╔══
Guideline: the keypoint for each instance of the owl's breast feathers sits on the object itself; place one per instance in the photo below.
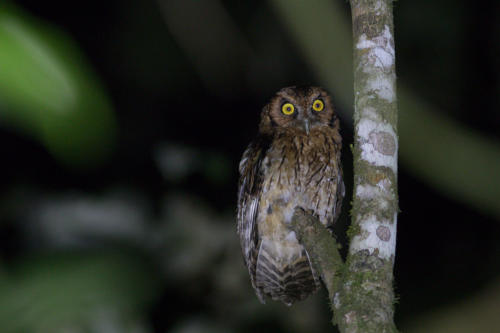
(278, 174)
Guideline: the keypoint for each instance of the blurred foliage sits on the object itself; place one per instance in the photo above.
(48, 90)
(53, 292)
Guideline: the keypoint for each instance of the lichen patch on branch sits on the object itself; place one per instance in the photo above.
(377, 236)
(378, 143)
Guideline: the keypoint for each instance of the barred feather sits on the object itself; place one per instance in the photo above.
(282, 169)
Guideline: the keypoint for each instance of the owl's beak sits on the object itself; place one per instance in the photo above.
(305, 124)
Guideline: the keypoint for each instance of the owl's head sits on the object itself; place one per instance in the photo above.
(299, 107)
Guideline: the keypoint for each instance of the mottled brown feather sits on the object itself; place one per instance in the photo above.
(284, 168)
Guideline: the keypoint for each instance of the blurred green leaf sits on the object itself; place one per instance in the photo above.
(51, 292)
(49, 91)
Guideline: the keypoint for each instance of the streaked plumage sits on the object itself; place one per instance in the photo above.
(293, 162)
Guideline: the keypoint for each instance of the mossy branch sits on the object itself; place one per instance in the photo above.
(360, 289)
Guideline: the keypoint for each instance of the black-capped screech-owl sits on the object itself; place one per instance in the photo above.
(293, 162)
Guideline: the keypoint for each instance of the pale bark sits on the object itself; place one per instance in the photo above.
(361, 289)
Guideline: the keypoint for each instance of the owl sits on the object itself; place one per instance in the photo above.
(293, 162)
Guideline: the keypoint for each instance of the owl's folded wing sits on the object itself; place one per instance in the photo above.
(250, 187)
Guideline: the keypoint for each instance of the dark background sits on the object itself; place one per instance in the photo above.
(143, 239)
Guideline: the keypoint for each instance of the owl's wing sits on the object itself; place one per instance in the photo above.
(250, 187)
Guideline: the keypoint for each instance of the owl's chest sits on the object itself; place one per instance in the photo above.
(297, 173)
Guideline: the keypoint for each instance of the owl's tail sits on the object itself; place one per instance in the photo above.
(284, 272)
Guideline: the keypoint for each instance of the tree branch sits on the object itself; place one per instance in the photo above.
(361, 290)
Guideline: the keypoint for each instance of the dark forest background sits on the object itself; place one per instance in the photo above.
(121, 128)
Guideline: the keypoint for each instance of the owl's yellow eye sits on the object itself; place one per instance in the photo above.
(287, 108)
(318, 105)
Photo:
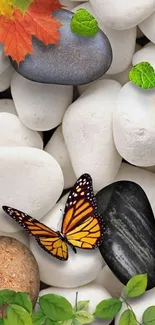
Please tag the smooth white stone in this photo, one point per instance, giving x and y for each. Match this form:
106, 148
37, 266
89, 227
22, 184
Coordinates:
146, 54
7, 105
122, 42
4, 60
122, 77
147, 26
93, 293
5, 78
31, 181
122, 14
22, 236
87, 130
140, 176
138, 305
79, 269
15, 134
57, 148
40, 106
109, 281
134, 129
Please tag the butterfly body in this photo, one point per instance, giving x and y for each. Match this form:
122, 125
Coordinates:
81, 227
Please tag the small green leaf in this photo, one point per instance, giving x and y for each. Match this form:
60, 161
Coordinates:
17, 315
84, 317
108, 308
143, 75
51, 322
149, 316
136, 286
21, 5
128, 318
82, 305
56, 307
83, 23
6, 296
38, 318
23, 300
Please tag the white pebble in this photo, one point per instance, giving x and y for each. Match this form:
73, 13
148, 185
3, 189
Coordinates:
31, 181
15, 134
109, 281
146, 54
140, 176
147, 26
91, 292
87, 130
134, 125
7, 105
5, 78
122, 42
80, 268
40, 106
122, 14
57, 148
138, 305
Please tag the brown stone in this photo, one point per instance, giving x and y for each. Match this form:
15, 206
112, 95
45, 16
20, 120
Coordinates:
18, 268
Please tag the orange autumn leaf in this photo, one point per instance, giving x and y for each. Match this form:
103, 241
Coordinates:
16, 33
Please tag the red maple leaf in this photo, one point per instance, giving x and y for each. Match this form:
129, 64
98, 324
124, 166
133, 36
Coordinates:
17, 34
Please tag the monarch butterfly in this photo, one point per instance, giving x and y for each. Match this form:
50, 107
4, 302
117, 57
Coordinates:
81, 227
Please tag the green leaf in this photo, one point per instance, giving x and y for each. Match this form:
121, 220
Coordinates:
128, 318
38, 318
56, 307
108, 308
149, 316
136, 286
51, 322
21, 4
6, 296
23, 300
17, 315
82, 305
84, 317
143, 75
83, 23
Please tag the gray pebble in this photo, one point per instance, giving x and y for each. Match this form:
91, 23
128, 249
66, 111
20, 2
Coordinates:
75, 60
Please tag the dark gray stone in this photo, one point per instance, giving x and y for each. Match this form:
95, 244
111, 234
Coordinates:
75, 60
129, 239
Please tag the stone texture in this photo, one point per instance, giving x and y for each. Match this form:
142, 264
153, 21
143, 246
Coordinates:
71, 62
129, 239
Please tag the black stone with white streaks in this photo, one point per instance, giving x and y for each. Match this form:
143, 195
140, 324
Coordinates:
129, 240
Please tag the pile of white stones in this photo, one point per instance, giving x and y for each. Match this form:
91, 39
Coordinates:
111, 120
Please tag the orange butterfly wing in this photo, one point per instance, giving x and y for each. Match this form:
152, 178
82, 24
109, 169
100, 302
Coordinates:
47, 238
81, 225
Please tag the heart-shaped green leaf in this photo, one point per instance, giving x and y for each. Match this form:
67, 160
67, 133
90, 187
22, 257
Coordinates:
149, 316
84, 24
17, 315
143, 75
55, 307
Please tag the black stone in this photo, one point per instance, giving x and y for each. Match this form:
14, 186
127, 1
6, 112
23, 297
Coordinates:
129, 239
74, 60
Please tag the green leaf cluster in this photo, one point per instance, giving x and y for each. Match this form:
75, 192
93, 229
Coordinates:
16, 308
143, 75
83, 23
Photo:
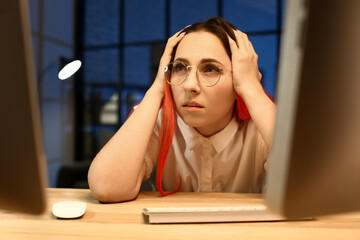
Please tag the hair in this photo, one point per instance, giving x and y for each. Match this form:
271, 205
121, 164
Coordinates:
222, 29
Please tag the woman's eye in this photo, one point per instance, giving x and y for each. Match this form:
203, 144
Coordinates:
179, 68
211, 68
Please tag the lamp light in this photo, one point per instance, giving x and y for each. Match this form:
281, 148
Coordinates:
68, 68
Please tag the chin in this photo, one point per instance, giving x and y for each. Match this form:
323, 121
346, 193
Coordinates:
193, 121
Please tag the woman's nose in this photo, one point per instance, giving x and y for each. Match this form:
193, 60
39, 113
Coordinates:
191, 83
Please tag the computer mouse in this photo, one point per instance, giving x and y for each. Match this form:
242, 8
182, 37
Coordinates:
69, 209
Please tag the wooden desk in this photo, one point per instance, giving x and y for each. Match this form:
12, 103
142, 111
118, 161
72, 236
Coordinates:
124, 221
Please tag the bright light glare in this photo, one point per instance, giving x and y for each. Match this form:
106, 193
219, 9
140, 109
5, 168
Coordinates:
69, 69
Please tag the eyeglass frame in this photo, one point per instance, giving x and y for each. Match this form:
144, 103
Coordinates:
166, 69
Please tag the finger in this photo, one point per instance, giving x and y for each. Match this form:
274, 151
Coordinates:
243, 40
172, 42
233, 46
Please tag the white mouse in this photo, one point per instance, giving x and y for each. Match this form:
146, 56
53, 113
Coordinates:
69, 209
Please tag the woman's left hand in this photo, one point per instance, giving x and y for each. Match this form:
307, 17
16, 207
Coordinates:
244, 63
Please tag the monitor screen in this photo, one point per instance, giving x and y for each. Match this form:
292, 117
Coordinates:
314, 165
22, 161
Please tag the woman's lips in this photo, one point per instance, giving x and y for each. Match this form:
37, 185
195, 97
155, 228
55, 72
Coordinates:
192, 106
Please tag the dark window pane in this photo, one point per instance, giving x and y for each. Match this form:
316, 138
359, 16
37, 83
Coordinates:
137, 67
101, 66
250, 15
144, 20
101, 22
187, 12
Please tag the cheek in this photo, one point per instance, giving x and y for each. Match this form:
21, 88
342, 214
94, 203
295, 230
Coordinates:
224, 94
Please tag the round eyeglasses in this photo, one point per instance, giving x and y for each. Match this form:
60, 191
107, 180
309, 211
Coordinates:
208, 73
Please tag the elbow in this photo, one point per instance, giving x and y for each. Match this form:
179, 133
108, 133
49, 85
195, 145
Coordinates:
108, 193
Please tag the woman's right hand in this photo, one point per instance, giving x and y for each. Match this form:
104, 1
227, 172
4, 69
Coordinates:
165, 60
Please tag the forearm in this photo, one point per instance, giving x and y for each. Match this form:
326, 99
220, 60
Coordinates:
118, 169
261, 108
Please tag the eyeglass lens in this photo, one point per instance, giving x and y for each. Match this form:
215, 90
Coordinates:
208, 73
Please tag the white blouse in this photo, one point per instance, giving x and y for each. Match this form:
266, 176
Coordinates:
232, 160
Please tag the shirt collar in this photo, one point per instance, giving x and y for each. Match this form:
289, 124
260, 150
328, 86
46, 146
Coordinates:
219, 140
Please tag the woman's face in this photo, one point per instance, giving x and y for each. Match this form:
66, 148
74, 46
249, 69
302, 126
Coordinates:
207, 109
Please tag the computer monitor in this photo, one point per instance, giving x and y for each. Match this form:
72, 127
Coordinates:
314, 165
22, 161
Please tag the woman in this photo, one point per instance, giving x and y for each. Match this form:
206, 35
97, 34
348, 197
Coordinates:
215, 124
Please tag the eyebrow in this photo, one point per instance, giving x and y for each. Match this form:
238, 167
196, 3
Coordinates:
204, 60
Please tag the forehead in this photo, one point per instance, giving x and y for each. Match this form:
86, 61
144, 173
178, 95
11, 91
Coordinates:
200, 45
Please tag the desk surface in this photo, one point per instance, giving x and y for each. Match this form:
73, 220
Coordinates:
124, 220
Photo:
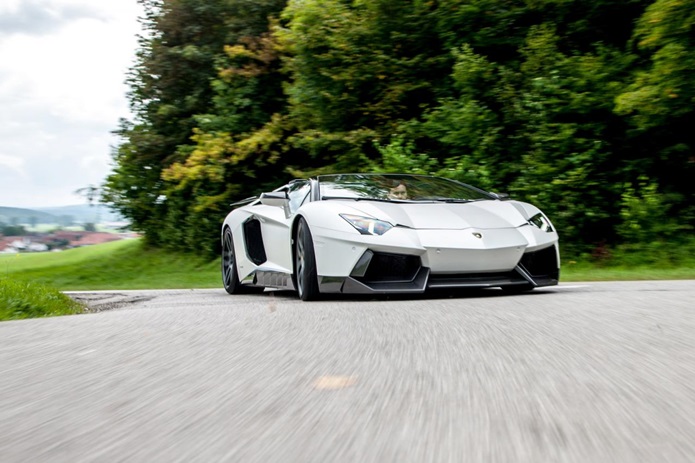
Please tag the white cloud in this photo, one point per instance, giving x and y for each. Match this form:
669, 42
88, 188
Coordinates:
62, 92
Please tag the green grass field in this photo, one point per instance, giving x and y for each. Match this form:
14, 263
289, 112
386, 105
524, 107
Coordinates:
125, 264
21, 299
30, 284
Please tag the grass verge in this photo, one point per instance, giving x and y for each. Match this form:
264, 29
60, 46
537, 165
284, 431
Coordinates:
21, 299
125, 264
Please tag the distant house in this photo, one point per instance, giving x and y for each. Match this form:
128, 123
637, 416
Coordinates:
56, 240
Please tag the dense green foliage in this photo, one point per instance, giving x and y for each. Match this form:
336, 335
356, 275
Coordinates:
131, 264
583, 108
21, 299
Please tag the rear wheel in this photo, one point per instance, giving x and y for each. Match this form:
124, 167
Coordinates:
305, 263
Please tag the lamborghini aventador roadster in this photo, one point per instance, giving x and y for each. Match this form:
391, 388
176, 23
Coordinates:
386, 233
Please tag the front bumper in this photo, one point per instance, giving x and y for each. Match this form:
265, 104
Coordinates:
382, 273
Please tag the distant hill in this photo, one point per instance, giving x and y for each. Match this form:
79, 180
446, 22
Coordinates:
58, 215
84, 213
16, 215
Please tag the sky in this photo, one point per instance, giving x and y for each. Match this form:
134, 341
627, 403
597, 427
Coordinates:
63, 66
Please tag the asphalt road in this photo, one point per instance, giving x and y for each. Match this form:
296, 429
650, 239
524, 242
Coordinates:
580, 372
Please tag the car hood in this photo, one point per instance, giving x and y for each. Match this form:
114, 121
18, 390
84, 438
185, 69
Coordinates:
453, 216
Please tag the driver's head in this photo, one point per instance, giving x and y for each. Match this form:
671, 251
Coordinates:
╚══
Copy only the stretch running from the line containing "Please tag the sky" to the final line of the entries, both ends included, exactly as it stands.

Please tag the sky in this photo, one point per instance, giving x and y for each. Match this form:
134, 341
627, 403
597, 427
Coordinates:
63, 66
Please tag the asphalt road in this photo, one point per instance, giving x and y for each. Match this form:
296, 429
650, 239
524, 242
Coordinates:
580, 372
Please tag the car hood in this photo, one point per instance, giving x and y for each. Match this form:
114, 121
18, 390
84, 438
185, 69
Coordinates:
453, 216
Please tag the driver's head in this photo, one point per instance, giving x and y for each. Match this form:
671, 251
Coordinates:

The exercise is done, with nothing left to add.